WRITTEN INSTRUCTION: Copy every line of the records below word for word, without changing any character.

INPUT MATERIAL:
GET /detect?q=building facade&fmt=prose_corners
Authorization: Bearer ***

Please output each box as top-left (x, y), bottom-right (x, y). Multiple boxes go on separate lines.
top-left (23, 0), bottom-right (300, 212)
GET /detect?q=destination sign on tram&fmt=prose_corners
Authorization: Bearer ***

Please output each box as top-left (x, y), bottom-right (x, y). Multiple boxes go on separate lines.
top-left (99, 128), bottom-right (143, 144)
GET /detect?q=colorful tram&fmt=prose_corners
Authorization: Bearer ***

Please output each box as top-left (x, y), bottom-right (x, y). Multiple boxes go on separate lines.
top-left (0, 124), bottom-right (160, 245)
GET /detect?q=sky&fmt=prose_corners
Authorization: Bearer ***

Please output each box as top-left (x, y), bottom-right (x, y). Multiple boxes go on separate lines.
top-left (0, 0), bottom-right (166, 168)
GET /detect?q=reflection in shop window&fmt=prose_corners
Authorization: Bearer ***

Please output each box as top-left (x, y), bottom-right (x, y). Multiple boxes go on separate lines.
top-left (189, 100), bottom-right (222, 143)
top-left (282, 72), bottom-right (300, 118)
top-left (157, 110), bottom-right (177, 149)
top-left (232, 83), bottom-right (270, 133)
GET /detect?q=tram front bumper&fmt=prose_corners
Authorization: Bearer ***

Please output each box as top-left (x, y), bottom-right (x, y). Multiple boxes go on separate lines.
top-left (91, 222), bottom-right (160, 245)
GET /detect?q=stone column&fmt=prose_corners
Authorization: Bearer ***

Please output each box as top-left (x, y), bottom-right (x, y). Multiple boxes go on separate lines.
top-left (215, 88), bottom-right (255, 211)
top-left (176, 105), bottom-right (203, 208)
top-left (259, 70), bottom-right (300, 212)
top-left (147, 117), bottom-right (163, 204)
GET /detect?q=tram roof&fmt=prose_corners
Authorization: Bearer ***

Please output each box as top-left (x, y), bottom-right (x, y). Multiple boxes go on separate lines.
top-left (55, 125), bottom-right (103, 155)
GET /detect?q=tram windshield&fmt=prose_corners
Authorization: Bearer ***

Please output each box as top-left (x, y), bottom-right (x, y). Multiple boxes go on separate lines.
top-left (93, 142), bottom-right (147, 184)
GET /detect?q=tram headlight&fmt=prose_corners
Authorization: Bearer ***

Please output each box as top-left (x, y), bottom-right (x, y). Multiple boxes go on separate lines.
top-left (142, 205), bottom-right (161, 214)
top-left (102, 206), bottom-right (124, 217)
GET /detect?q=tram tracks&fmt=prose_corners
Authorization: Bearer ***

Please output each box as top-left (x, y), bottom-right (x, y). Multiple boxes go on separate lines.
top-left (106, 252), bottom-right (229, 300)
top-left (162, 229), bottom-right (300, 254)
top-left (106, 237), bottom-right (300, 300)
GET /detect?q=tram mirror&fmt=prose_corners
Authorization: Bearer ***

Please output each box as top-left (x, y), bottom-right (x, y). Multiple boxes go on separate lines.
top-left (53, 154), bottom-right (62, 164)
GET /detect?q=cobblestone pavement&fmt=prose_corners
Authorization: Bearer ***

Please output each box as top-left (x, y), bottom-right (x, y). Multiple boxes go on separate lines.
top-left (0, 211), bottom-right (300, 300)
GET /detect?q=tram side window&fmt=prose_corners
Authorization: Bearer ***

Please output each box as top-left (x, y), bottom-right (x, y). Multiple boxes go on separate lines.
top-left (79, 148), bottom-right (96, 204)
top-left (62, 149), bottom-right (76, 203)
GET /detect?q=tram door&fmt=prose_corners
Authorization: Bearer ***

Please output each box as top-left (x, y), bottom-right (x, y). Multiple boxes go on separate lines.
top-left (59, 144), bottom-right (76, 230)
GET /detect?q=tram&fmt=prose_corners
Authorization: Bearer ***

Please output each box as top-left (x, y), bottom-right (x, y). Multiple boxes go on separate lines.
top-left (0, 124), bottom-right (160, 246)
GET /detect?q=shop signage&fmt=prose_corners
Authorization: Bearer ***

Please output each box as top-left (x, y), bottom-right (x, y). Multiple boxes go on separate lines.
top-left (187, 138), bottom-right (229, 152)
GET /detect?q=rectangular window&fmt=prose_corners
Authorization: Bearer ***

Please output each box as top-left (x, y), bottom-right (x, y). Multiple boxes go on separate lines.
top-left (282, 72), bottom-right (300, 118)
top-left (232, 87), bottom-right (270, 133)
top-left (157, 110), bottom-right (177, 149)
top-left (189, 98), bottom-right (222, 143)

RESULT:
GET /detect?q=building facade&fmt=prose_corners
Authorization: Bearer ***

Please output each box as top-left (x, y), bottom-right (x, y). Multiple boxes go on separate lines.
top-left (23, 0), bottom-right (300, 212)
GET /detect?q=destination sign on tram&fmt=prose_corners
Authorization: Bearer ***

Please output each box as top-left (x, y), bottom-right (x, y). Multiple boxes go on separate lines.
top-left (99, 128), bottom-right (143, 144)
GET /detect?q=colorful tram&fmt=prose_corners
Authorization: Bearer ***

Please output each box as top-left (x, y), bottom-right (x, y). Multiple boxes go on separate lines.
top-left (0, 124), bottom-right (160, 245)
GET /detect?q=sky&fmt=prose_corners
Authorization: Bearer ***

Please output each box as top-left (x, y), bottom-right (x, y). Multiple boxes go on separate lines.
top-left (0, 0), bottom-right (166, 168)
GET /detect?q=reflection in shop window&fmt=prose_corners
Authorization: Bearer ***

Please output each box as top-left (x, y), bottom-right (x, y). Multiple boxes go on separate lines.
top-left (189, 100), bottom-right (222, 143)
top-left (282, 72), bottom-right (300, 118)
top-left (157, 110), bottom-right (177, 149)
top-left (232, 83), bottom-right (270, 133)
GET /detect?q=tram front bumper&fmt=prose_corners
Authorization: Bearer ***

Please output each box as top-left (x, y), bottom-right (x, y). Multiple boxes go on separate lines.
top-left (91, 222), bottom-right (160, 245)
GET /detect?q=stone column&fmt=prose_corners
Authorization: Bearer ***

Please output each box as top-left (x, y), bottom-right (x, y). Multiple boxes go on separate lines.
top-left (215, 88), bottom-right (255, 211)
top-left (176, 105), bottom-right (203, 208)
top-left (259, 70), bottom-right (300, 212)
top-left (147, 117), bottom-right (163, 204)
GET /detect?q=tram roof&fmt=prose_corners
Authorization: Bearer ***

Please output each box as top-left (x, y), bottom-right (x, y). Multiple boxes go on separate lines.
top-left (55, 125), bottom-right (103, 155)
GET /detect?q=tram windshield&fmt=prose_corners
Authorization: Bearer ***

Please output each box as top-left (x, y), bottom-right (x, y). Multiple boxes go on separate lines.
top-left (93, 142), bottom-right (147, 184)
GET /detect?q=tram headlight&fmt=prose_corners
Authorization: Bearer ***

Please output each box as top-left (x, y), bottom-right (x, y). Multiple boxes go on separate lines.
top-left (142, 205), bottom-right (161, 214)
top-left (102, 206), bottom-right (124, 217)
GET /detect?q=tram tracks&fmt=prose_corners
Authorization: Bearer ***

Please output each box as top-left (x, y), bottom-right (x, y). Multiple boxes go on separate lines.
top-left (106, 252), bottom-right (229, 300)
top-left (162, 229), bottom-right (300, 254)
top-left (106, 237), bottom-right (300, 300)
GET /detect?q=tram mirror&fmt=prose_corners
Authorization: Bearer ***

Please output each box as top-left (x, y), bottom-right (x, y). Multiple boxes go on separate lines.
top-left (53, 154), bottom-right (62, 164)
GET /detect?q=cobblestone pavement&fmt=prose_corners
Authorization: Bearer ***

Please output each box as top-left (x, y), bottom-right (x, y). Multiple boxes go on separate lines.
top-left (0, 211), bottom-right (300, 300)
GET /detect?q=tram side window&fmt=prose_corners
Authorization: Bearer ***

Please output each box as top-left (x, y), bottom-right (x, y). Multiple boxes go on separate lines.
top-left (79, 148), bottom-right (96, 204)
top-left (62, 149), bottom-right (76, 203)
GET /detect?q=tram door&fmt=prose_corners
Authorization: Bearer ***

Please output each box as top-left (x, y), bottom-right (x, y). Multiple boxes go on separate lines.
top-left (59, 144), bottom-right (76, 230)
GET /detect?q=tram&fmt=prose_corners
Authorization: Bearer ***

Please output each box as top-left (x, y), bottom-right (x, y). Multiple boxes go on separate lines.
top-left (0, 124), bottom-right (160, 246)
GET /detect?q=shop signage&fmt=prose_corners
Authorization: Bearer ***

Please output each box as top-left (x, y), bottom-right (x, y). Multiple boxes go on separate lines.
top-left (187, 138), bottom-right (229, 152)
GET /detect?q=rectangular window&fmt=prose_corners
Authorization: Bearer ***

Please output each box as top-left (x, y), bottom-right (x, y). Multiple boxes go on separate lines.
top-left (282, 72), bottom-right (300, 118)
top-left (232, 87), bottom-right (270, 133)
top-left (157, 110), bottom-right (177, 149)
top-left (189, 98), bottom-right (222, 143)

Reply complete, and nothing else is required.